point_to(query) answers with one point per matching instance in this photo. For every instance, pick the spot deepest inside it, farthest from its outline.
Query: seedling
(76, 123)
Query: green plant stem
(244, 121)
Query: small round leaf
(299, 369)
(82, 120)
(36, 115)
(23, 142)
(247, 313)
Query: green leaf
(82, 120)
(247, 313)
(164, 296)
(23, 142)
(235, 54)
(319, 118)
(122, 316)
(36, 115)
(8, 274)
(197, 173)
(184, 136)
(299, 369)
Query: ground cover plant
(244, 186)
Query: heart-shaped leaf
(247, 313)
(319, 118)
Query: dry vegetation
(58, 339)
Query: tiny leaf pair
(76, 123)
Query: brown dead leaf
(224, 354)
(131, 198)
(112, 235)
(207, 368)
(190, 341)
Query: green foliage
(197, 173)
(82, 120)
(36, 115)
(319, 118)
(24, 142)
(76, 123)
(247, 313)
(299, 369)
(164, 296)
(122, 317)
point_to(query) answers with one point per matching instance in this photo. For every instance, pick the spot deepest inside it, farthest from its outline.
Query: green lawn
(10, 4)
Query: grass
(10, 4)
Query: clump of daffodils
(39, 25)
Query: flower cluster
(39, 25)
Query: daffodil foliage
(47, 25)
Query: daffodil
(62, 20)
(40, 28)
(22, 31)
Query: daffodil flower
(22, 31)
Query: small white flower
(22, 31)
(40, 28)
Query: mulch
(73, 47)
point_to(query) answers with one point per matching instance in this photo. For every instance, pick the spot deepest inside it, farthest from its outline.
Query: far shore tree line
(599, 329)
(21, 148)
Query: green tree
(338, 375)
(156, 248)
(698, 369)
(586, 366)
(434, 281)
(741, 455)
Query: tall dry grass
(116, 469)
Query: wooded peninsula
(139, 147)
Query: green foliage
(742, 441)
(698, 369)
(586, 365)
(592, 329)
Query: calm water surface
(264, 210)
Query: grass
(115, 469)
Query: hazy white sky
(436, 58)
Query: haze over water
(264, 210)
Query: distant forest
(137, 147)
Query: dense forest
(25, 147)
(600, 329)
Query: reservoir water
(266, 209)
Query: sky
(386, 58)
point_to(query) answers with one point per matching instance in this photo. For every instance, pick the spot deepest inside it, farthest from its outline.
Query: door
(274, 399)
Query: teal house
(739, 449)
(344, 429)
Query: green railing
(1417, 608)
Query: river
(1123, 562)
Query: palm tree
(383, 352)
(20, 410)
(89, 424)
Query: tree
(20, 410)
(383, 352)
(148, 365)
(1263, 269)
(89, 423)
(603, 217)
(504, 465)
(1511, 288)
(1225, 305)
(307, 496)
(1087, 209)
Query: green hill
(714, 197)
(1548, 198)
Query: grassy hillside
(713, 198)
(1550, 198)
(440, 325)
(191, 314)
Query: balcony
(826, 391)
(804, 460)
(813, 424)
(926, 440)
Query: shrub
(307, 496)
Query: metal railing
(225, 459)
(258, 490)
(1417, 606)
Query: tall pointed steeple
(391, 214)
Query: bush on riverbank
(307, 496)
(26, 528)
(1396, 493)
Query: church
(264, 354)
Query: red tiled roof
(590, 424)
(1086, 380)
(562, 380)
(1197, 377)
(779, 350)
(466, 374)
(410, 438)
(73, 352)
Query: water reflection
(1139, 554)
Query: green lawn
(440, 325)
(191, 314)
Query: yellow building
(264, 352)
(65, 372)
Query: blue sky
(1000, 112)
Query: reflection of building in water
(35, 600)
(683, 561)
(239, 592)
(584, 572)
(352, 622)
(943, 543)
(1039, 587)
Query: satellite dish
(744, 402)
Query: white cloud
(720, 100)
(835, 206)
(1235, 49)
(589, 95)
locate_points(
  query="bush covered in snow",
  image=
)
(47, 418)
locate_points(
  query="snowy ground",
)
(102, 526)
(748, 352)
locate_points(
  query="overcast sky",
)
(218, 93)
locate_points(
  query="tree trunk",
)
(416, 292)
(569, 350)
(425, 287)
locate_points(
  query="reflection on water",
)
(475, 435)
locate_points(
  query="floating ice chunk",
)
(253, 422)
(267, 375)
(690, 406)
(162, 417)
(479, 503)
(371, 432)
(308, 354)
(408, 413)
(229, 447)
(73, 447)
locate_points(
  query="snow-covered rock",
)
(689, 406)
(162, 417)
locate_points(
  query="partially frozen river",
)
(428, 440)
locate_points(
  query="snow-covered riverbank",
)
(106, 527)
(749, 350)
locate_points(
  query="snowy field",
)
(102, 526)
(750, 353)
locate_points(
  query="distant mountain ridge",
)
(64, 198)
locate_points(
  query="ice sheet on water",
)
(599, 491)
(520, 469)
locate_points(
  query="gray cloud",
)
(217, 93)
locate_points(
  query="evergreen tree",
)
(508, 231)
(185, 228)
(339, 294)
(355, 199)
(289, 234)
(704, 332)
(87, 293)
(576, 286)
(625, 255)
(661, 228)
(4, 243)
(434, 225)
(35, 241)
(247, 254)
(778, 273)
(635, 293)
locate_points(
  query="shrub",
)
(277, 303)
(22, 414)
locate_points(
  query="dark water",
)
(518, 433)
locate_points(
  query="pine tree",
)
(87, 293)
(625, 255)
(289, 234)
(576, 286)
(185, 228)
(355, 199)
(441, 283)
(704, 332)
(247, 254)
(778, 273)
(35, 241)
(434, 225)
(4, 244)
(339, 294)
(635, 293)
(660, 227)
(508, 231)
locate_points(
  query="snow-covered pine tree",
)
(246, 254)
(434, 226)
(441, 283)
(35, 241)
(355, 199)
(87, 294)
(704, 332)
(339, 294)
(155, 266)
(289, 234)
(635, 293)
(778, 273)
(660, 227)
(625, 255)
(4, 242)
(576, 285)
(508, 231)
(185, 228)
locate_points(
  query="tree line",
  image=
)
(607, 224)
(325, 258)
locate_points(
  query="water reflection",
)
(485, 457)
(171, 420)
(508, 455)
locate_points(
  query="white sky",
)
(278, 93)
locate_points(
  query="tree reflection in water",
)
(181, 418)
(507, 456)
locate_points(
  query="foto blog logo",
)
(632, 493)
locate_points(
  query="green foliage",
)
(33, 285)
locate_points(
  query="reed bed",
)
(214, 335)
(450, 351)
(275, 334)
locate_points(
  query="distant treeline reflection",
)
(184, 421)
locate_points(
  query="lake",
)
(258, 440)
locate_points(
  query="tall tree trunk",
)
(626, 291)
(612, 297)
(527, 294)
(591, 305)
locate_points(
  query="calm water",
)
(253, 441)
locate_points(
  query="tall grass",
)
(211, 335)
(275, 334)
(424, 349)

------------

● **What is needed**:
Rewrite all of the data above, substituting "green leaves" for every occurrence of "green foliage" and leaving everything else unchanged.

● **Reply**:
point_to(query) answers with one point per matching instance in this photo. For every instance, pick the spot deepest inside it, farthest from its outline.
Query: seedling
(76, 123)
Query: green plant stem
(244, 121)
Query: small round leaf
(299, 369)
(82, 120)
(36, 115)
(23, 142)
(247, 313)
Query: green leaf
(82, 120)
(247, 313)
(164, 296)
(23, 142)
(235, 54)
(319, 118)
(122, 316)
(36, 115)
(8, 274)
(197, 173)
(184, 136)
(299, 369)
Query: ground cover plant
(244, 186)
Query: heart-shaped leaf
(247, 313)
(319, 118)
Query: dry vegetation
(58, 339)
Query: tiny leaf pair
(76, 123)
Query: brown dead leaf
(224, 354)
(131, 198)
(112, 235)
(207, 368)
(190, 341)
Query: green leaves
(197, 173)
(82, 120)
(36, 115)
(319, 118)
(24, 142)
(76, 123)
(247, 313)
(299, 369)
(164, 296)
(122, 317)
point_to(query) answers with one point per matching instance in this photo. For every instance, pick the spot deepest inside it, farthest from its outline.
Query: green lawn
(10, 4)
Query: grass
(10, 4)
Query: clump of daffodils
(39, 25)
Query: flower cluster
(39, 25)
Query: daffodil foliage
(47, 25)
Query: daffodil
(62, 20)
(40, 28)
(22, 31)
Query: daffodil flower
(22, 31)
Query: small white flower
(22, 31)
(40, 28)
Query: mulch
(73, 47)
point_to(query) answers with one point per matching instance in this photo. For every instance, pick the spot deepest inside it, farthest from its outline.
Query: far shore tree line
(599, 329)
(21, 148)
Query: green tree
(338, 375)
(156, 248)
(698, 369)
(586, 366)
(434, 281)
(741, 455)
Query: tall dry grass
(116, 469)
Query: wooded peninsula
(139, 147)
Query: green leaves
(742, 441)
(698, 369)
(586, 365)
(592, 329)
Query: calm water surface
(264, 210)
Query: grass
(115, 469)
Query: hazy white sky
(436, 58)
Query: haze over water
(264, 210)
Query: distant forest
(137, 147)
Query: dense forest
(25, 147)
(600, 329)
Query: reservoir water
(266, 209)
Query: sky
(386, 58)
point_to(query) answers with one point per matching instance in this photo. For every instance, pick the spot deepest inside it, farthest from its outline.
Query: door
(274, 399)
Query: teal house
(739, 449)
(344, 429)
Query: green railing
(1417, 608)
Query: river
(1123, 562)
Query: palm tree
(383, 352)
(20, 410)
(89, 424)
Query: tree
(20, 410)
(383, 352)
(148, 365)
(1263, 269)
(89, 423)
(603, 217)
(504, 465)
(1511, 288)
(1225, 305)
(307, 496)
(1087, 209)
Query: green hill
(714, 197)
(1548, 198)
Query: grassy hillside
(713, 198)
(1550, 198)
(440, 325)
(191, 314)
Query: balcony
(826, 391)
(804, 460)
(813, 424)
(926, 440)
Query: shrub
(307, 496)
Query: metal railing
(225, 459)
(258, 490)
(1417, 606)
Query: tall pointed steeple
(391, 214)
Query: bush on riverbank
(307, 496)
(26, 528)
(1396, 493)
Query: church
(264, 354)
Query: red tiled roof
(590, 424)
(1086, 380)
(562, 380)
(1197, 377)
(779, 350)
(466, 374)
(410, 438)
(73, 352)
Query: water reflection
(1139, 554)
Query: green lawn
(440, 325)
(191, 314)
Query: yellow building
(264, 352)
(65, 372)
Query: blue sky
(1000, 112)
Query: reflection of building in water
(35, 600)
(683, 561)
(239, 592)
(584, 572)
(352, 622)
(943, 543)
(1039, 587)
Query: satellite dish
(744, 402)
Query: white cloud
(720, 100)
(835, 206)
(1235, 49)
(589, 95)
locate_points(
  query="bush covered in snow",
  image=
)
(47, 418)
locate_points(
  query="snowy ground",
)
(102, 526)
(748, 352)
locate_points(
  query="overcast sky",
)
(218, 93)
locate_points(
  query="tree trunk",
)
(416, 292)
(569, 350)
(425, 287)
locate_points(
  query="reflection on water",
)
(475, 435)
locate_points(
  query="floating ice chunk",
)
(253, 422)
(267, 375)
(690, 406)
(162, 417)
(479, 503)
(371, 432)
(308, 354)
(408, 413)
(229, 447)
(73, 447)
locate_points(
  query="snow-covered rock",
)
(689, 406)
(162, 417)
locate_points(
  query="partially frozen river",
)
(428, 440)
locate_points(
  query="snow-covered riverbank",
)
(106, 527)
(749, 350)
locate_points(
  query="snowy field",
)
(102, 526)
(750, 353)
locate_points(
  query="distant mountain ridge",
)
(64, 198)
locate_points(
  query="ice sheet on water",
)
(599, 491)
(520, 469)
locate_points(
  query="gray cloud",
)
(217, 93)
locate_points(
  query="evergreen tree",
)
(508, 231)
(185, 228)
(339, 294)
(355, 199)
(289, 234)
(704, 332)
(87, 293)
(576, 286)
(625, 255)
(661, 228)
(4, 243)
(434, 225)
(35, 241)
(247, 254)
(778, 273)
(635, 293)
locate_points(
  query="shrub",
)
(277, 303)
(22, 414)
locate_points(
  query="dark water",
)
(518, 433)
locate_points(
  query="pine tree",
)
(87, 293)
(625, 255)
(289, 234)
(576, 286)
(185, 228)
(355, 199)
(441, 283)
(704, 332)
(247, 254)
(778, 273)
(35, 241)
(434, 225)
(4, 244)
(339, 294)
(635, 293)
(660, 227)
(508, 231)
locate_points(
  query="snow-covered pine tree",
)
(246, 254)
(434, 226)
(441, 283)
(35, 241)
(355, 199)
(87, 294)
(704, 332)
(339, 294)
(155, 266)
(289, 234)
(635, 293)
(778, 273)
(660, 227)
(625, 255)
(4, 242)
(576, 285)
(508, 231)
(185, 228)
locate_points(
  query="tree line",
  image=
)
(607, 224)
(325, 258)
locate_points(
  query="water reflection",
)
(485, 457)
(171, 420)
(508, 455)
locate_points(
  query="white sky",
)
(278, 93)
locate_points(
  query="tree reflection in water",
)
(181, 418)
(507, 456)
locate_points(
  query="foto blog logo",
)
(632, 493)
locate_points(
  query="green leaves",
)
(33, 285)
locate_points(
  query="reed bed",
)
(214, 335)
(450, 351)
(275, 334)
locate_points(
  query="distant treeline reflection",
)
(184, 421)
locate_points(
  query="lake",
)
(258, 440)
locate_points(
  query="tall tree trunk",
)
(626, 291)
(612, 297)
(527, 294)
(591, 305)
locate_points(
  query="calm water",
)
(253, 441)
locate_points(
  query="tall grass",
)
(211, 335)
(275, 334)
(424, 349)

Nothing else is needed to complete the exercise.